**Goal:** Please reproduce the data word for word, from its first line up to and including the line that contains "[1129,495,1218,622]".

━━ Exercise data ━━

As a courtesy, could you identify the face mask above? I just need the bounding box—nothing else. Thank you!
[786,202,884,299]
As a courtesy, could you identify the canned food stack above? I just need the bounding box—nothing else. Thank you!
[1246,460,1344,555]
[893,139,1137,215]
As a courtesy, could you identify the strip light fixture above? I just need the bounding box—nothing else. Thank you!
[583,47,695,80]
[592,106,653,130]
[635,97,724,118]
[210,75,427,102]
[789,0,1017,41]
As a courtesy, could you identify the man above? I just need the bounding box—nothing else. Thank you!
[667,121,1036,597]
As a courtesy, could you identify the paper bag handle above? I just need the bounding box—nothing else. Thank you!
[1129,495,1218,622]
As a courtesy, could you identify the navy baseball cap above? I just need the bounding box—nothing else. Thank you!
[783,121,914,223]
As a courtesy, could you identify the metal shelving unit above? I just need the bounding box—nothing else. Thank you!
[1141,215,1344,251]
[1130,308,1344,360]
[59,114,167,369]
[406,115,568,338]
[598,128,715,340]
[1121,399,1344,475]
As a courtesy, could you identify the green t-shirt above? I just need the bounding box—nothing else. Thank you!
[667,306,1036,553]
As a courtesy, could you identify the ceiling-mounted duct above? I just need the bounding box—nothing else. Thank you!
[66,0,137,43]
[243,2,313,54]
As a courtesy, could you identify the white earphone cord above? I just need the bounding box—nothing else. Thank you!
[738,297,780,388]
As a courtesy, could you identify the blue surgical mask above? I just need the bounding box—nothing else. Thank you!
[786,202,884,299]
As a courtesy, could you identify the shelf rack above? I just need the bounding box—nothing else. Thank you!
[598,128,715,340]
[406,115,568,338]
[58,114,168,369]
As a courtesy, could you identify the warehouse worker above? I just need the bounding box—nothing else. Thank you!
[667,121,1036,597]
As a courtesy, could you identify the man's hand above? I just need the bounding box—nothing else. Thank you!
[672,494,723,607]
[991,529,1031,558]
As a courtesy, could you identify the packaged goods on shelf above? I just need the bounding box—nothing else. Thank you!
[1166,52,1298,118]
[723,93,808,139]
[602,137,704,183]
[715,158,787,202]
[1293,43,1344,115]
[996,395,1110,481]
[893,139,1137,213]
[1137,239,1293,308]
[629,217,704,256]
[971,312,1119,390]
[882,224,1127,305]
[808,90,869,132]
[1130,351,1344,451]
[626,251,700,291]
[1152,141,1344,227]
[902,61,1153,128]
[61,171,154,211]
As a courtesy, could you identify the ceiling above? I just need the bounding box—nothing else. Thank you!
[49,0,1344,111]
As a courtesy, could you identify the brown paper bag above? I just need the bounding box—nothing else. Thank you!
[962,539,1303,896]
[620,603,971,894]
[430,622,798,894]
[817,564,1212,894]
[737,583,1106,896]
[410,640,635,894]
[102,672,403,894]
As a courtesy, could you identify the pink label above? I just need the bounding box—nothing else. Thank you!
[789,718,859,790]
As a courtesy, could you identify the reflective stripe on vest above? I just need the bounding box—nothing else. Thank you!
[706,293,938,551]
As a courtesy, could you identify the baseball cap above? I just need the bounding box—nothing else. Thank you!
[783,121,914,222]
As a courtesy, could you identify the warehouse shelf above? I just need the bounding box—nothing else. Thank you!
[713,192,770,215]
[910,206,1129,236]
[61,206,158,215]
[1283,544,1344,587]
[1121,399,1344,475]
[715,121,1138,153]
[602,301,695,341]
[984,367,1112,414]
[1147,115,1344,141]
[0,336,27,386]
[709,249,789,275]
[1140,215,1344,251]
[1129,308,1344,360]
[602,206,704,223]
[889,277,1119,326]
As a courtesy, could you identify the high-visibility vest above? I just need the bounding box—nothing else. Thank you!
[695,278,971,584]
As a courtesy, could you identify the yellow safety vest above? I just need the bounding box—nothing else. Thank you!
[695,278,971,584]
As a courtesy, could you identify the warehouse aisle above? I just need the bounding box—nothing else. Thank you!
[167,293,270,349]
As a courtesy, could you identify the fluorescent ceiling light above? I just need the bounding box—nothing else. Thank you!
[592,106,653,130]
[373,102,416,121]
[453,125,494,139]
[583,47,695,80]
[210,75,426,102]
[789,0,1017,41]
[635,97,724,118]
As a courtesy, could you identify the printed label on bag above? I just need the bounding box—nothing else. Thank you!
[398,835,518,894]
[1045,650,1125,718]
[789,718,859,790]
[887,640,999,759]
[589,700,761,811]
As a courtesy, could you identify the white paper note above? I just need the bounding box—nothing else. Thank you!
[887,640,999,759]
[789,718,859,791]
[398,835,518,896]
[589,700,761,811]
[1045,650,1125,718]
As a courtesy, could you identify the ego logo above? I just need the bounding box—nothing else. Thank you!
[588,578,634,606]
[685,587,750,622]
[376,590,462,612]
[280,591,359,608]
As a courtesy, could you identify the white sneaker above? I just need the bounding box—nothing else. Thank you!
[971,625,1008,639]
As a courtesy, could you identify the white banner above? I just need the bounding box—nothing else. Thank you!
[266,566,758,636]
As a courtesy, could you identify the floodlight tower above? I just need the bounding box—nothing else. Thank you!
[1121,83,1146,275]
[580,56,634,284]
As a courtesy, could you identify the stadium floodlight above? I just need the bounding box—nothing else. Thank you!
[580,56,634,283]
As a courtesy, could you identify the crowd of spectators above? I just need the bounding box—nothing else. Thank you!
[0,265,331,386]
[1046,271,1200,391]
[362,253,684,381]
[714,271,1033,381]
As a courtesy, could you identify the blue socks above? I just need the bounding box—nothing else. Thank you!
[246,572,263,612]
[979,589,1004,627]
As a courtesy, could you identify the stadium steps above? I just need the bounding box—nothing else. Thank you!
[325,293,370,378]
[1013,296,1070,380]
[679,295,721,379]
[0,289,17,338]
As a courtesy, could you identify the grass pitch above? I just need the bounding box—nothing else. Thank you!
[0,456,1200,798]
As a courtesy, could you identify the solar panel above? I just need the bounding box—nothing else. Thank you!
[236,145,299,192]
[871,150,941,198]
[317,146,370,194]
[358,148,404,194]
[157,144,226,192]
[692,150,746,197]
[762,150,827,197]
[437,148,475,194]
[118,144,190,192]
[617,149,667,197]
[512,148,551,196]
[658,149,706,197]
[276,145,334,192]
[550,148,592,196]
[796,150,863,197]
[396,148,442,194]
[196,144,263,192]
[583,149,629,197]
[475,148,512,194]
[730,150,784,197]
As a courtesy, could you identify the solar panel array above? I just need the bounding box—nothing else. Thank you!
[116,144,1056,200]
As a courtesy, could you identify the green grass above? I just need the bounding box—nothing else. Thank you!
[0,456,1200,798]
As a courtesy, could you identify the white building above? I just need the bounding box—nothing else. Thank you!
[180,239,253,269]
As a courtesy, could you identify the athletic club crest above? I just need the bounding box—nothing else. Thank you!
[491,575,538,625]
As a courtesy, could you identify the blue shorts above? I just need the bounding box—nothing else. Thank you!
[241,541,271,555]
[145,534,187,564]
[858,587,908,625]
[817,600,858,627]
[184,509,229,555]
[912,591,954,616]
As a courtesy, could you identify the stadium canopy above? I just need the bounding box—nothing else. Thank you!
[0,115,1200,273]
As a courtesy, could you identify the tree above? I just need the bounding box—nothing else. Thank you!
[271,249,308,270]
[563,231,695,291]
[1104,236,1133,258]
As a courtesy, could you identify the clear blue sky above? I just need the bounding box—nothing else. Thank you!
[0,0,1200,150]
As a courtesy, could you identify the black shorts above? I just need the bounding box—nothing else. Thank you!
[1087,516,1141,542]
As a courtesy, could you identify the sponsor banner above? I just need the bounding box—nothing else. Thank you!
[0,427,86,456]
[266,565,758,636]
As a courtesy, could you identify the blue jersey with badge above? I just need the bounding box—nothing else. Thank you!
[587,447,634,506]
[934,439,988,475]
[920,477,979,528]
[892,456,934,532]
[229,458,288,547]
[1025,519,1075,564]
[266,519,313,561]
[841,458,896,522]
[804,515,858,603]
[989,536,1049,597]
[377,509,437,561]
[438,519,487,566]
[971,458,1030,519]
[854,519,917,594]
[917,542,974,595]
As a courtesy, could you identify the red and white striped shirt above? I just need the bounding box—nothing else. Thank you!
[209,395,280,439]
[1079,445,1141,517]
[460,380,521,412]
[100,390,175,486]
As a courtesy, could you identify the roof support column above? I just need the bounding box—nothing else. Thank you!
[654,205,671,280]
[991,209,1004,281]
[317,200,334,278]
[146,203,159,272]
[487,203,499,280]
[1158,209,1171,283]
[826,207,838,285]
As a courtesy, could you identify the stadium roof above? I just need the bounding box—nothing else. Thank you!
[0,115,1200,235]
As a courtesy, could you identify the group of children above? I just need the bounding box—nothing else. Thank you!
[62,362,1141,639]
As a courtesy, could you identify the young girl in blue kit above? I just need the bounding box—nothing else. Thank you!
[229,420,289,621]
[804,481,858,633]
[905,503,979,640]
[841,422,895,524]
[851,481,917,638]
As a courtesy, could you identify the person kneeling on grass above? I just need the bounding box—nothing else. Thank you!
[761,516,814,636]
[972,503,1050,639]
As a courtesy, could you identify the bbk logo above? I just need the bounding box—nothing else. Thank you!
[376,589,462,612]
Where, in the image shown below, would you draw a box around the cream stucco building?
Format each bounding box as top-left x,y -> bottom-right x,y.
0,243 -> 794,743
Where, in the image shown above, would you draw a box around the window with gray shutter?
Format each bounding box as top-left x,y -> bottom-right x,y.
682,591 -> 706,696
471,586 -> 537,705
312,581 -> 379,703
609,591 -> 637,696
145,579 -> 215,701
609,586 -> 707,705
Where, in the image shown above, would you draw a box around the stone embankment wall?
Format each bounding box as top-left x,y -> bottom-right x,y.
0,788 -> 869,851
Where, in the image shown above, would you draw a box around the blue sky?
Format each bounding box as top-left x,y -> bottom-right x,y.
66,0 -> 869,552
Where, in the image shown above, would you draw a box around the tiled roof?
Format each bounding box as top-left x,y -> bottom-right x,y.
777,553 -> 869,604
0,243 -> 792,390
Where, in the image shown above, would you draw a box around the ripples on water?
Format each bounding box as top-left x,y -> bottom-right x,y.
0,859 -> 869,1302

━━━

**Response to the exercise:**
As a courtesy, could you identify the face mask above? I just need the bounding box—nothing else. Thank you!
[786,202,884,299]
As a courtesy, could you identify the canned food stack above? I just need the bounding box—nothing else. Thank you!
[1246,460,1344,555]
[893,139,1137,215]
As a courtesy, could you identify the strip light fixture above? I just need the bounding box—nothing else. Thank you!
[583,47,695,80]
[592,106,653,130]
[635,97,724,118]
[210,75,427,102]
[789,0,1017,41]
As a courtesy, could you identify the man above? I just need the bounding box—nothing else. Thank you!
[667,121,1036,597]
As a courtesy, could you identify the paper bag handle above? I just need the bounding box—nothing else. Thank you!
[1129,495,1218,622]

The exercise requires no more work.